# Wanting to build a bandsaw mill



## mmosh1014 (May 29, 2012)

Hello all, I am looking into building a bandsaw mill and I have a opportunity to get a 5hp 3450 rpm electric motor for a very good price. I have been doing a little research and have seen that when using an electric motor you can use a smaller HP then when using a gas. Any opinions would be helpful.


----------



## stevem2 (Jun 13, 2010)

FWIW:

If it's a hobby mill your 5hp electric might be OK but if you get serious with sawing you'll be way under powered. 

Electric motors also tie you to a power source so it won't be mobile.


----------



## MidGAOutdoor (Apr 7, 2011)

the parts i looked at were way expensive. and steel is goin up. i have decided to just buy one when i can


----------



## woodnthings (Jan 24, 2009)

*this is cool*


----------



## Horatio (Apr 4, 2012)

I could probably scrounge the lion's share of the parts up to build one of my own but I have no where near the expertise and skill to actually put it all together. That one welding class I took 2 years ago....yeah, not gonna cut it. Oh and yeah, might need and actual welding machine. /sigh...one expensive project at a time. I'd love to put a 25hp beast electric motor off a rock crusher conveyor on one, lol. Finding one would not be an issue. Finding one that works....another story. Crap, now you have me thinking....

Mosh, there are quite a few videos on youtube of folks that have made their own and how they did it are all over the map. Probably good for some ideas.


----------



## stevem2 (Jun 13, 2010)

You can buy a kit from Linn Lumber in Oregon at any stage of construction you want.

http://linnlumber.com


----------



## Faceted rock (Jan 13, 2011)

Horatio said:


> I could probably scrounge the lion's share of the parts up to build one of my own but I have no where near the expertise and skill to actually put it all together. That one welding class I took 2 years ago....yeah, not gonna cut it. Oh and yeah, might need and actual welding machine. /sigh...one expensive project at a time. I'd love to put a 25hp beast electric motor off a rock crusher conveyor on one, lol. Finding one would not be an issue. Finding one that works....another story. Crap, now you have me thinking....
> 
> Mosh, there are quite a few videos on youtube of folks that have made their own and how they did it are all over the map. Probably good for some ideas.


I in Russia with 1999 made ​​several thousands of different sawmills and is ready to help you. but I will help you, provided that you make the machine exactly as my drawings and then tell about it.


----------



## Faceted rock (Jan 13, 2011)

I forgot to say, I only do the curves band sawmill


----------



## SteveEl (Sep 7, 2010)

Here's another build


----------

Stored records:

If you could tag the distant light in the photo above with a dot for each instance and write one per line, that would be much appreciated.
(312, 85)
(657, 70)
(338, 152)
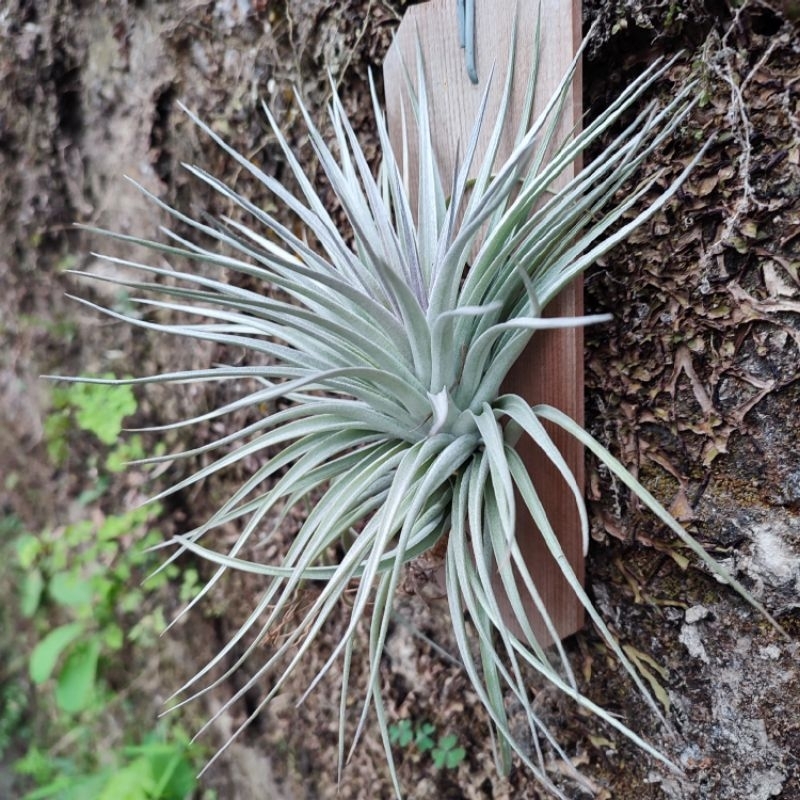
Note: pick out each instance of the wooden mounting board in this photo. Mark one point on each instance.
(551, 370)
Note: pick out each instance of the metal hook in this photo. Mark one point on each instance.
(465, 13)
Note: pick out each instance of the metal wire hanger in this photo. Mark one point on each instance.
(465, 12)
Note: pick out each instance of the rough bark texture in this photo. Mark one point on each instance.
(694, 385)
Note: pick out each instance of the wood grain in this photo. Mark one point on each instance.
(551, 370)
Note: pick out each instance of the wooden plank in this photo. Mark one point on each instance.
(551, 370)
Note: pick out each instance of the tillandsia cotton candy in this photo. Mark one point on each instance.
(389, 342)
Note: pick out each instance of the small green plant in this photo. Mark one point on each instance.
(85, 570)
(446, 752)
(162, 767)
(83, 593)
(95, 408)
(388, 345)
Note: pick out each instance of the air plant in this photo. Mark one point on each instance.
(388, 343)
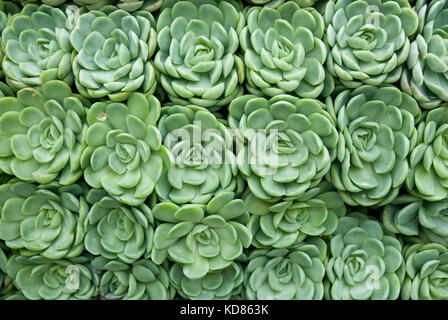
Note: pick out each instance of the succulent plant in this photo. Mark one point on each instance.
(365, 263)
(42, 134)
(426, 272)
(112, 53)
(369, 40)
(294, 273)
(279, 224)
(376, 135)
(222, 284)
(124, 153)
(284, 51)
(118, 231)
(413, 216)
(43, 220)
(287, 143)
(141, 280)
(204, 162)
(428, 170)
(202, 238)
(133, 5)
(39, 278)
(37, 47)
(424, 76)
(5, 91)
(6, 287)
(276, 3)
(197, 56)
(7, 9)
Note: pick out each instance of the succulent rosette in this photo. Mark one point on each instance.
(369, 40)
(294, 273)
(276, 3)
(365, 263)
(280, 224)
(376, 135)
(412, 216)
(424, 76)
(202, 238)
(197, 59)
(426, 272)
(117, 231)
(141, 280)
(284, 51)
(40, 278)
(47, 219)
(204, 162)
(112, 53)
(124, 153)
(37, 47)
(222, 284)
(287, 143)
(42, 134)
(428, 170)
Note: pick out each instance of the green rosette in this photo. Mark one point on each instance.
(117, 231)
(365, 263)
(39, 278)
(279, 224)
(296, 273)
(112, 54)
(42, 134)
(276, 3)
(141, 280)
(428, 172)
(376, 136)
(46, 220)
(286, 143)
(198, 41)
(424, 75)
(124, 153)
(222, 284)
(204, 162)
(284, 51)
(202, 238)
(37, 47)
(369, 40)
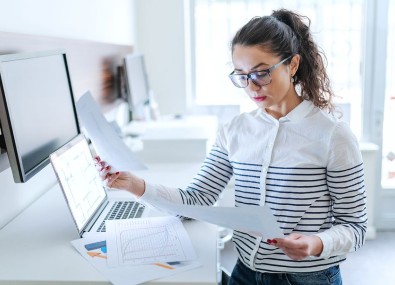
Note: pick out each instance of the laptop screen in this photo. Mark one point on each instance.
(79, 179)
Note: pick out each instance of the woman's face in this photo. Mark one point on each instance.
(279, 95)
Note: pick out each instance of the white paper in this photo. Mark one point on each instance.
(108, 145)
(126, 275)
(147, 240)
(256, 220)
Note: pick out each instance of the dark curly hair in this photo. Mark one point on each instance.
(285, 33)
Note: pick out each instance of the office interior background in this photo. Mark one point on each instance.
(187, 53)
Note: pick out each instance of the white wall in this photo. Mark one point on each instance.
(160, 37)
(97, 20)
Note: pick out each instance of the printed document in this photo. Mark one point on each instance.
(147, 240)
(256, 220)
(107, 143)
(94, 250)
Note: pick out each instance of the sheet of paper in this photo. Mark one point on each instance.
(257, 220)
(147, 240)
(108, 145)
(94, 250)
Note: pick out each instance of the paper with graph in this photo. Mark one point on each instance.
(147, 240)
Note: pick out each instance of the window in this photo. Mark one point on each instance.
(337, 26)
(388, 162)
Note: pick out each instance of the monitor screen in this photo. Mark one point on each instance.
(137, 86)
(37, 109)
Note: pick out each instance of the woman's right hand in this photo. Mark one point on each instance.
(120, 180)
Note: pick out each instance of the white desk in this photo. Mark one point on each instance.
(172, 140)
(35, 247)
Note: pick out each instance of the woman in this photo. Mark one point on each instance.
(291, 154)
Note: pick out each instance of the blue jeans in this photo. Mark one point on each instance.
(242, 275)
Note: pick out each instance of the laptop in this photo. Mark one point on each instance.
(84, 191)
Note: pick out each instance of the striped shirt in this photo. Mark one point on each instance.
(306, 166)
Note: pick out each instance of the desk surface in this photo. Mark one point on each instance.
(35, 248)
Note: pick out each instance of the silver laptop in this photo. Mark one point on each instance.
(84, 192)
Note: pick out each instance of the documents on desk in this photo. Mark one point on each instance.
(147, 240)
(161, 243)
(105, 140)
(257, 220)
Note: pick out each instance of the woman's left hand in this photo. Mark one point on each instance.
(298, 246)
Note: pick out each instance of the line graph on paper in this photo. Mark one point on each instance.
(147, 240)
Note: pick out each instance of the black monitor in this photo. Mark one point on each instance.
(137, 87)
(37, 109)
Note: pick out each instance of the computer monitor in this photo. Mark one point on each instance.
(137, 87)
(37, 109)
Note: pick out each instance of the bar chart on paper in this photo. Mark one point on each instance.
(147, 240)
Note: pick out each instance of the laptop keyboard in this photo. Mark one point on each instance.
(122, 210)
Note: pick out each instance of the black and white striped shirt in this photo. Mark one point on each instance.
(306, 167)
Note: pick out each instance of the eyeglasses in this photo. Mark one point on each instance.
(260, 77)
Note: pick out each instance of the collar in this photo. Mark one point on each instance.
(298, 113)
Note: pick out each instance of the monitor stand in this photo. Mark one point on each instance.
(2, 143)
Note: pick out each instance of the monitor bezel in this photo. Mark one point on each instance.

Goal 1:
Answer these from the bandsaw mill thread:
(a) What horsepower and rpm does the electric motor the first poster can get cheaply have?
(b) In which state is Linn Lumber, where a kit can be bought?
(c) What motor does Horatio say he would love to put on a mill?
Goal 2: Rewrite the part of the bandsaw mill thread that opens with the words "If it's a hobby" and closes with "won't be mobile.", putting "small mill" in place of "hobby mill".

Exercise output 1:
(a) 5hp and 3450 rpm.
(b) Oregon.
(c) A 25hp electric motor off a rock crusher conveyor.

Exercise output 2:
If it's a small mill your 5hp electric might be OK but if you get serious with sawing you'll be way under powered. 

Electric motors also tie you to a power source so it won't be mobile.